Angels and Lecterns

We returned to New Orleans this past week to meet with over 800 medical directors of our nation-wide Emergency Medicine, Anesthesiology, Hospitalist, Orthopedics and OB/GYN services.  During the three day event, we listened to several speakers, including former HHS Secretary Michael Leavitt, discuss healthcare financing, leadership, management and clinical topics, frame the future and provide context for the past 35 years of TEAMHealth.  Mr. Leavitt, in particular, is an engaging and exceptionally polished speaker.

In the general “corporate” sessions on the second day, we surveyed the attendees and learned that about a third have been with TEAMHealth for less than five years and only a handful were company silverbacks like me. That provided me with the opportunity/responsibility to weave some historical context into the meetings.   I was given the privilege of addressing the assembly twice.  The afternoon session (right after Leavitt) was my “Last Hurrah” –  to give perspective as the company’s national Chief Medical Officer and PSO director, about what my teams have accomplished since 2001 when I took on this office and where I saw the challenges and opportunities for the future.

In the morning session I had the honor to once again introduce our “MDoY” (Medical Director of the Year) recipients, sixteen this year in our thirteenth iteration of that ceremony since I started it in 2001.  I was very nervous and as usual, overly serious.  I had video-taped and carefully edited interviews with eight of the divisional service line presidents and CMOs as well as Lynn Massingale. about their perceptions on the topic of leadership. This is a solemn and well publicized event and the honorees, each of whom rightly can be proud of many leadership accomplishments and  important contributions to the well being of their communities, wear their MDoY gold pins as symbols of high achievement in a company of 9500 physicians and APCs who treat over 13 million patients each year.

QUESTIONS TO ANSWER:
1 – Summarize the account of the New Orleans meeting in two sentences.
2 – Using the account of the New Orleans meeting, answer these questions:
(a) How many medical directors came to the event?
(b) In what year did the writer take on the office of national Chief Medical Officer and PSO director?
(c) How many MDoY recipients were honored this year?
3 – Write the next part of the account of the New Orleans meeting, starting after its final sentence.

RAW DATA:
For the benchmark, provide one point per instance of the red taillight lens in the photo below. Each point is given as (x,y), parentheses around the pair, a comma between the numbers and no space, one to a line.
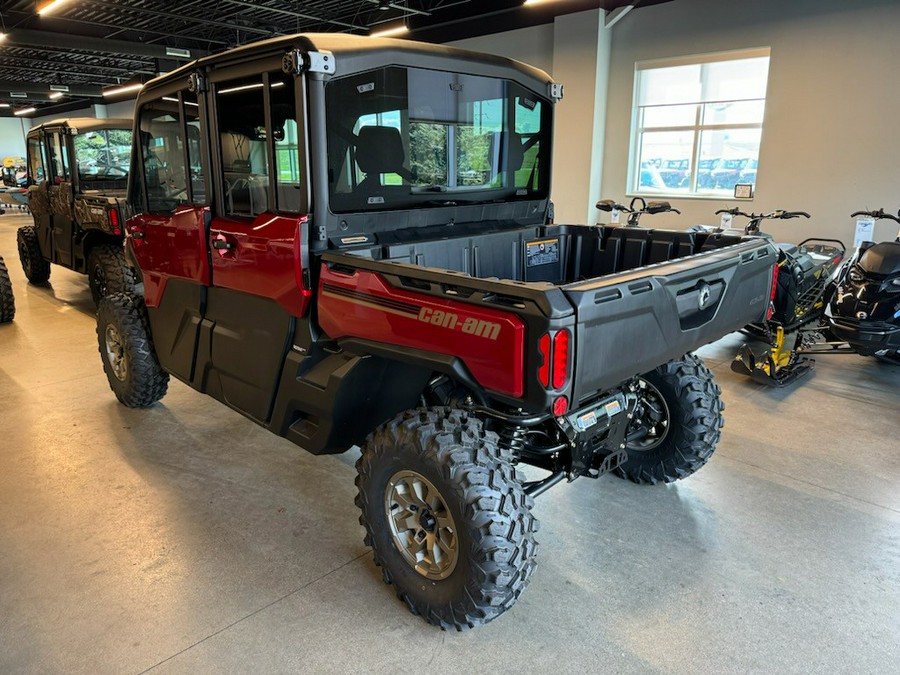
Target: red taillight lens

RESPONSES IN ORDER:
1 – Over 800 medical directors of TEAMHealth's nationwide services met in New Orleans for a three-day event where speakers, including former HHS Secretary Michael Leavitt, discussed healthcare financing, leadership, management and clinical topics. The writer addressed the assembly twice, introducing the sixteen Medical Director of the Year recipients in the morning and giving a "Last Hurrah" perspective as national Chief Medical Officer and PSO director in the afternoon.

2 –
(a) Over 800.
(b) 2001.
(c) Sixteen.

3 –
It seemed to be going well…I knew I was presenting myself in a dignified manner as I had always tried to teach…articulate, with poise and clarity.  With each point conveyed, I was feeling more confident (and starting to feel a bit full of myself).  And then, mid-beat while offering a very personal perspective on the significance of this august event, I was interrupted by a polite, ancient, arthritic woman dressed in a black house-cleaning uniform.  She had climbed the podium and while I was speaking began cleaning the lectern that I was hiding behind.  It wasn’t a subtle process at all, but rather a vigorous rub-down of the front and sides of the shiny glass.  It went on for what seemed like several minutes, although it really only lasted for less than a minute, but I lost my focus and I commented that I thought that one of my associates had arranged for this as a very funny prank, because as it went on it seemed like it had been choreographed by Carol Burnett.  We all laughed, assuming that the prank’s point had been made…but she continued cleaning… thoroughly.  And then I saw her face.  Her eyes were opacified with cataract scars.  She wore a hearing aid.  I realized that she was doing the job she had been sent to do and as focused as she was, she simply was unaware of the stunned, bewildered, spellbound audience behind her.  When she finished we gave her the applause she deserved.  She was a good earnest, hard working woman,  surviving likely on a minimum wage.  Surviving.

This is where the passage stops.